TASK DETAILS — Write the listing below out again exactly, dropping the images.

DATA FOR THIS EXERCISE —
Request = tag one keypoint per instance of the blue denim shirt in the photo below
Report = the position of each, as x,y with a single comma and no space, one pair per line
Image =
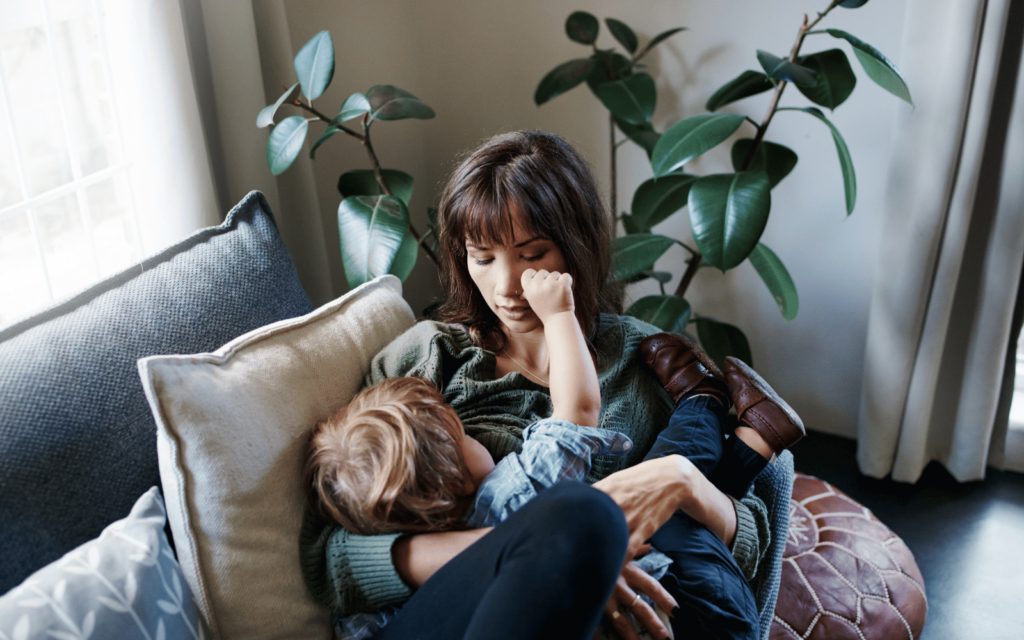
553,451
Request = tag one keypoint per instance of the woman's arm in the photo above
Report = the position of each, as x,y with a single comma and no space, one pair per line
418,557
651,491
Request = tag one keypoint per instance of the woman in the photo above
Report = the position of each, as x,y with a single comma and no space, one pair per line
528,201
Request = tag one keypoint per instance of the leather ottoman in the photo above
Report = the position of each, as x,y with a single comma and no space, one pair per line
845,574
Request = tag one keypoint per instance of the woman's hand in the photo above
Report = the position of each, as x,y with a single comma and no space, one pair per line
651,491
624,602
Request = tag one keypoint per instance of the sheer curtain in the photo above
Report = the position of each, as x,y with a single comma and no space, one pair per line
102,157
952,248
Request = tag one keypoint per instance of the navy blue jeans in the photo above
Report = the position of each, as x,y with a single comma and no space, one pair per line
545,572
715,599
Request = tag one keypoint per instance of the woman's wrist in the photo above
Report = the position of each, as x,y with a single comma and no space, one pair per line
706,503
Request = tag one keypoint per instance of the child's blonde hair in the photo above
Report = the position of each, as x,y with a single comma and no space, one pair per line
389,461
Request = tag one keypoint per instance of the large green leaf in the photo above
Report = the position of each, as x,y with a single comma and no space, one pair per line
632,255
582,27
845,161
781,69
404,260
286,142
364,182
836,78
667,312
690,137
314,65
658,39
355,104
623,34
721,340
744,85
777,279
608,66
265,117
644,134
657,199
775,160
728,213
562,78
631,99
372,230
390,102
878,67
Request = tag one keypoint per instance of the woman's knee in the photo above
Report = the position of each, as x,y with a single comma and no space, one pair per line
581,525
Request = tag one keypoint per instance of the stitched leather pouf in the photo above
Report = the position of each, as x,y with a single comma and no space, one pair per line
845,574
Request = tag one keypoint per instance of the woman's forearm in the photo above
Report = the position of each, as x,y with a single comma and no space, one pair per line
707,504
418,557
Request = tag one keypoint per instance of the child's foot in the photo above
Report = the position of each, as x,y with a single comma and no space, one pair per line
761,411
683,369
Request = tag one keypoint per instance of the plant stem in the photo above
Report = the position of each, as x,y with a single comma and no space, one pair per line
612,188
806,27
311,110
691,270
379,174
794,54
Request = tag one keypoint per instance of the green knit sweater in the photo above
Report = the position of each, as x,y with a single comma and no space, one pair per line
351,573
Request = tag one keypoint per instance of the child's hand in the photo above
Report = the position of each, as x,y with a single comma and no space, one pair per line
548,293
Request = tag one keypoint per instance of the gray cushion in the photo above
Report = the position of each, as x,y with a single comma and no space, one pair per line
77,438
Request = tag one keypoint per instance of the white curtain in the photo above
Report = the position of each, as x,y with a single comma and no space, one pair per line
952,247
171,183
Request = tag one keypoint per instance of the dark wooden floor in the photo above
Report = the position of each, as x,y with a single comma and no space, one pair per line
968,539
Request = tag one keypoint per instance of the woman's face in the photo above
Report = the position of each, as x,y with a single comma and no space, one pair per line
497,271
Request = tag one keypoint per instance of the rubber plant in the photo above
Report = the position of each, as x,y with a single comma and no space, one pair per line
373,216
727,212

SOLUTION BELOW —
Request = tag one keypoint per instance of the blue denim shirt in the photo below
Report = the position of each, as x,y with a single comma and no space, one pair per line
Image =
553,451
Request = tag one keypoint per instance of the woman's arm in the photo above
Report = the position of each, as x,y with a single comma and no space, one pair per line
418,557
651,491
Request = tag one keypoint per instance of the woman in the photo above
Report = the position of each, as x,y with a single comma and no space, one pair per line
528,201
Request = tag one keypoint per instance of the leather ottoman in the photo above
Report = the position of each, as x,y with a single comma and no space, one pair per line
845,574
Request = tag one keypoint per instance of the woman's hand in the photo above
Report = the position of each, as x,y with a single comma and no space, one pair per line
651,491
624,602
Request = tag one keypoint per instance of the sheer curtain in the photo above
Report = the position of each, as x,y with a single comma and no space, one pair per line
102,157
952,248
Request = tag one keypoint per instance of the navy blue jeans in the photo above
Report = the position of each, as x,y with a single comma and no space, one pair per line
545,572
715,599
Request = tag one keypoint per instance of the woman's wrist in the photo above
Report = the position of each, as x,y with a single comma and no space, one pair per line
706,503
Request = tag one keypoint per instance of the child's blonde hair in the photo above
Report = the position of each, as x,y with a single comma and no space, one pair per line
389,461
Request = tag one keypoint per instance of the large green leaf in the photo above
Report = the position of each, as x,y with a single comma and no space, one pair per line
632,255
582,27
845,161
781,69
404,260
286,142
364,182
836,78
667,312
690,137
314,65
658,39
355,104
623,34
721,340
744,85
777,279
608,66
265,117
644,134
657,199
775,160
728,213
562,78
631,99
372,230
390,102
878,67
Request = tag one keypoint per instance of the woman's knee in the photo above
Report = the position of each, as x,y with a single comma and no space, one pair per line
581,525
Request = tag one keypoint per instance of the stitched leather pouf in the photo above
Report = the position of each, as x,y with a single comma and no space, one pair per line
845,574
Request = tag one keypoint per instance of the woman's forearm in the photo above
Report = the position of each, as x,y with a single comma and no space, one pair per line
707,504
418,557
Request = tag one keypoint per instance of the child's foot in the photo above
Report = the position of each, as x,y with a single comma and no space, one pair per line
761,411
683,369
Request = tag one keypoint per instance of the plant stem in the photo above
Report = the position of each, as x,y with a single comma and no space, one pair per line
612,188
806,27
311,110
691,270
379,174
794,54
Request = tag one keypoint per instance of the green knit sweater in the photo above
Report = the position of each, as x,y with a single comma and no space, one pair per line
351,573
Request = tag one keypoint per instance of the child's hand in the photo above
Report = the position of each, as x,y with a single comma and no space, one pair per line
548,293
Request = tag one keypoint per instance of the gray cushion in the photo above
Report = the position of each, as x,y with a single comma and no space, one pair per line
77,438
Request = tag one keypoint per instance of the white curtain in the photo above
Report = the position of each, as x,y with a single comma and no space, one pair per line
952,247
171,183
Request = tag one keypoint per instance of the dark wooden floor in the photo above
Report = the position of each, as x,y with a single comma and no space, one pair per line
968,539
Request = tag one keypoint per instance of the woman's face in the photo above
Report = the position of each, as x,y with a single comma and no space, one pair per line
497,271
Request = tag one keypoint per instance of the rubber plant in the photo above
Report = the position of each, as x,y with a single comma and no space, one pair per line
373,216
727,212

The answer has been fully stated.